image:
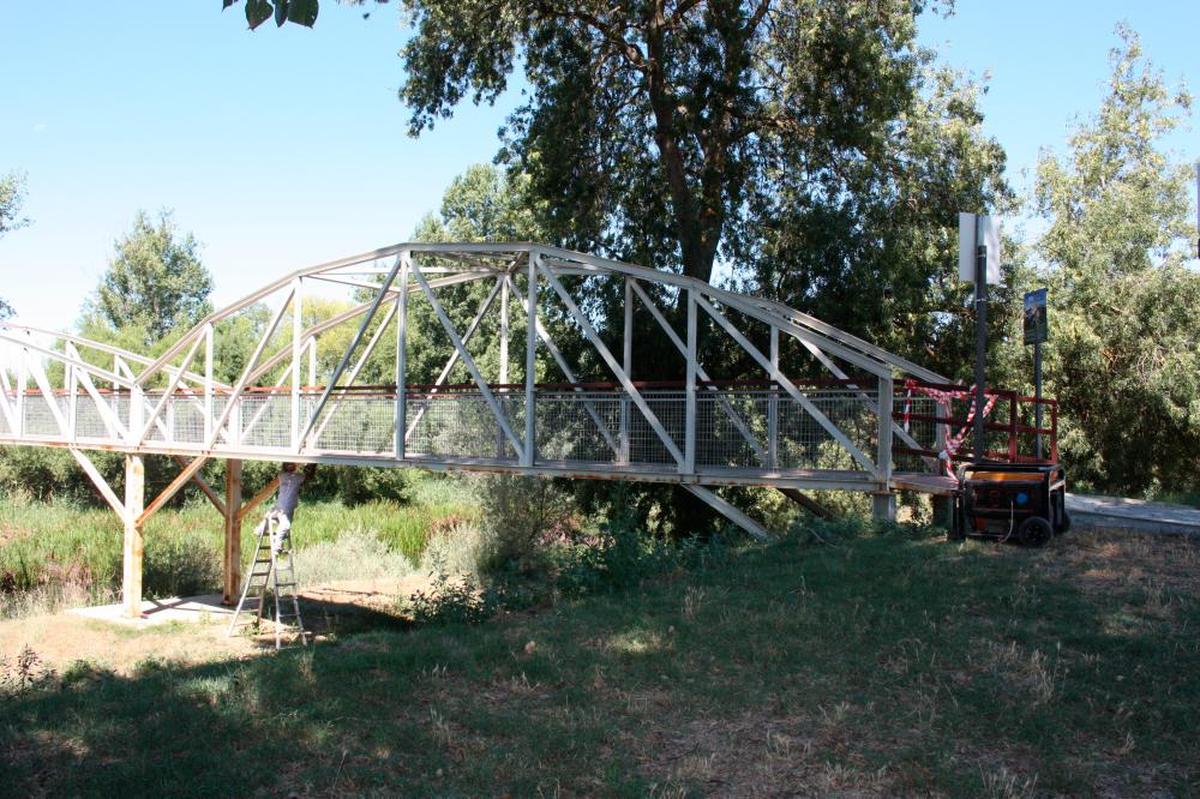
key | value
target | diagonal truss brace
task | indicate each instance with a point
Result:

--

What to produce:
All lines from the line containing "target | diagonal truss brace" through the end of the listing above are to be duplicated exactly; include both ends and nothing further.

Exercise output:
target | diagonal truss brace
task | indicate each instance with a point
Result:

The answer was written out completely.